- What the exercise asks
Count the lines in the items below that contain the string "crane". Reply with the number only.

- Records for the task
** START **

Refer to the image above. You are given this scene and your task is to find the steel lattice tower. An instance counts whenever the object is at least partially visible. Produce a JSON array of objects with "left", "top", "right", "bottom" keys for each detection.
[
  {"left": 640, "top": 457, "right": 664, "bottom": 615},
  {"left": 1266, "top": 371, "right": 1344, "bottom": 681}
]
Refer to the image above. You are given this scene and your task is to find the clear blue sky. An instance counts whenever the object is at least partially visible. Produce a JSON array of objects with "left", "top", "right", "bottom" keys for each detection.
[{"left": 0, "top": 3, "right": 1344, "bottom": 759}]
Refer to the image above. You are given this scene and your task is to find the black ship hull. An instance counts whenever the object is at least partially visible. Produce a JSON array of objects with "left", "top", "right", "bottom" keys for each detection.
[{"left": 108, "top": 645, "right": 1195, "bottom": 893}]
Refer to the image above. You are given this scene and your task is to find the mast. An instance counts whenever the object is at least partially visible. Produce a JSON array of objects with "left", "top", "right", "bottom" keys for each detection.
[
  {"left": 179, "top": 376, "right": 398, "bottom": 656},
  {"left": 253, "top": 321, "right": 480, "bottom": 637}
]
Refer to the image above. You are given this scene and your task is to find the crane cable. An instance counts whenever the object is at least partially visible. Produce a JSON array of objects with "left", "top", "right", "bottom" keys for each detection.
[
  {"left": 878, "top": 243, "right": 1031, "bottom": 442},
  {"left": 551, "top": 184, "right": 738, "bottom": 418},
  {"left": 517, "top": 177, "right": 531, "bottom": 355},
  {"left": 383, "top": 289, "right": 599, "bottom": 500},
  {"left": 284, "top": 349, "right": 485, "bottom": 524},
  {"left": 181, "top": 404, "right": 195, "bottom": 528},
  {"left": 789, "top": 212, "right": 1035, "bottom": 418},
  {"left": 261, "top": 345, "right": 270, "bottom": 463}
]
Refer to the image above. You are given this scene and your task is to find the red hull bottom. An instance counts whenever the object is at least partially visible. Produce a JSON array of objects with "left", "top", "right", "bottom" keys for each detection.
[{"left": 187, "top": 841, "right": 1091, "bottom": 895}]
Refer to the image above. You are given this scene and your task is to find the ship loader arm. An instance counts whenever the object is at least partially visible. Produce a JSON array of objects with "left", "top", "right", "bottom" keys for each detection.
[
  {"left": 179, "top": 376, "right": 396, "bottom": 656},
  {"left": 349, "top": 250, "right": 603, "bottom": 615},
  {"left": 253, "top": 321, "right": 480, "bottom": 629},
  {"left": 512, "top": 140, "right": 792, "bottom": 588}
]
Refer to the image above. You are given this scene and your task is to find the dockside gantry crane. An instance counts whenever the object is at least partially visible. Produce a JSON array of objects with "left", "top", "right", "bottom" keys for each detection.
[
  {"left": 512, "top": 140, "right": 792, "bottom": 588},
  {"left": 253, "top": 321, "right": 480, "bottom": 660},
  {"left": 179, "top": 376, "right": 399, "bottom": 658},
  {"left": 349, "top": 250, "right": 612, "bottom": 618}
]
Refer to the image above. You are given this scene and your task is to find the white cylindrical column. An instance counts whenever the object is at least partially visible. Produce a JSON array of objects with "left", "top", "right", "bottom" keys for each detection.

** END **

- Correct answer
2